======== Provided material ========

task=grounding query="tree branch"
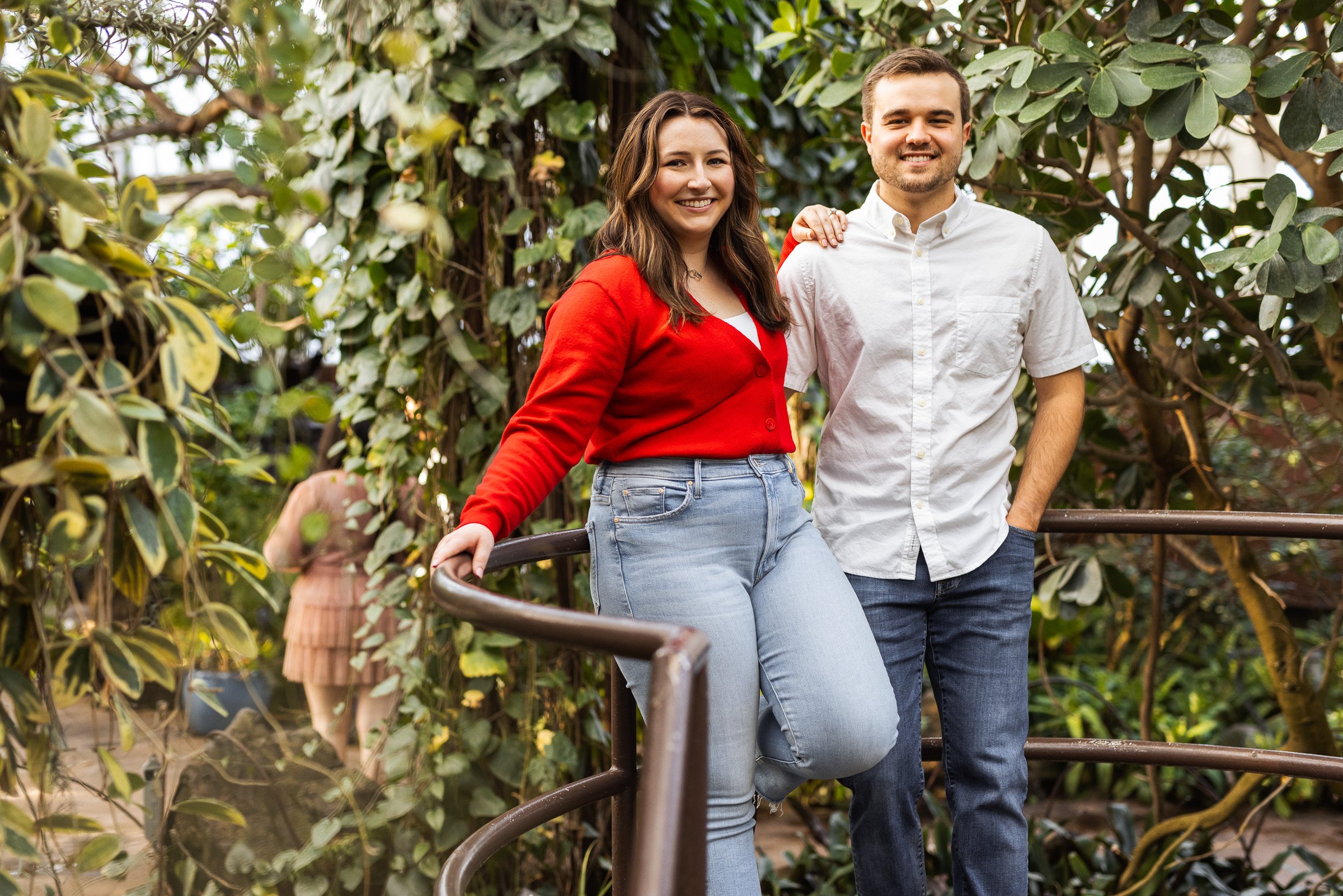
[1027,153,1343,420]
[90,60,246,147]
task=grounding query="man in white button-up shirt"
[779,50,1095,896]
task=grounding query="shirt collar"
[862,181,975,242]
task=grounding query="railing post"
[675,662,709,896]
[607,657,639,896]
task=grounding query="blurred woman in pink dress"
[263,426,397,776]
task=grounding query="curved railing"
[433,510,1343,896]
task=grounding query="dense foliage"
[0,0,1343,895]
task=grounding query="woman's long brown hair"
[594,90,792,332]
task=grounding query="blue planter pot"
[181,670,271,735]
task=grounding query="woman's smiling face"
[649,115,736,243]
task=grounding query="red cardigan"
[461,255,793,539]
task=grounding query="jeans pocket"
[612,482,694,523]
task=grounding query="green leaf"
[138,420,185,494]
[816,78,862,109]
[1302,224,1340,265]
[32,248,115,293]
[1292,0,1337,21]
[37,165,107,221]
[1040,31,1100,62]
[1316,70,1343,130]
[566,12,615,53]
[15,100,53,161]
[1140,83,1194,140]
[960,46,1035,78]
[1026,62,1091,93]
[16,68,93,105]
[1311,130,1343,152]
[1198,44,1255,97]
[466,787,508,818]
[1087,68,1119,118]
[120,175,172,242]
[0,667,51,725]
[93,627,144,698]
[1124,43,1198,66]
[1128,262,1166,308]
[517,62,564,109]
[1315,291,1343,339]
[994,118,1021,158]
[1105,66,1152,107]
[120,492,168,575]
[1259,294,1284,330]
[46,509,88,561]
[1245,234,1283,265]
[966,132,998,180]
[70,388,128,454]
[1017,91,1067,125]
[471,26,545,71]
[1202,246,1250,274]
[1292,283,1336,323]
[23,276,79,336]
[1185,81,1217,137]
[0,457,55,485]
[1277,79,1322,152]
[201,602,256,660]
[1139,66,1198,90]
[1269,191,1296,234]
[27,348,83,414]
[458,648,508,678]
[1255,51,1315,98]
[172,796,247,828]
[35,813,102,834]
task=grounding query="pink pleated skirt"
[283,567,396,685]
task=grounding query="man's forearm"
[1007,368,1085,531]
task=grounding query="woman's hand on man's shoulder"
[790,205,849,248]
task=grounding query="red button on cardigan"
[461,255,793,539]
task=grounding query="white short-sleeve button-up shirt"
[779,185,1096,581]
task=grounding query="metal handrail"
[431,564,709,896]
[431,510,1343,896]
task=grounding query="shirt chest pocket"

========

Exercise goal
Please reproduce the rows from the very start through the line containing "[612,482,694,523]", both ends included, and leave the pictures out of your answer.

Task solution
task=grounding query="tree branch"
[1027,153,1343,420]
[90,60,246,147]
task=grounding query="man in white button-up shirt"
[779,50,1095,896]
task=grounding query="shirt collar"
[862,181,975,242]
task=grounding query="railing post"
[675,662,709,896]
[607,657,639,896]
task=grounding query="blurred woman in pink dress"
[263,426,397,776]
task=grounding query="curved railing"
[433,510,1343,896]
task=grounding query="dense foliage"
[0,0,1343,895]
task=grounding query="woman's long brown hair"
[594,90,792,332]
task=grounding query="blue planter pot"
[181,670,271,735]
task=grounding query="woman's smiling face"
[649,115,736,243]
task=grounding query="red cardigan"
[461,255,793,539]
task=grounding query="jeans pocket"
[612,482,694,523]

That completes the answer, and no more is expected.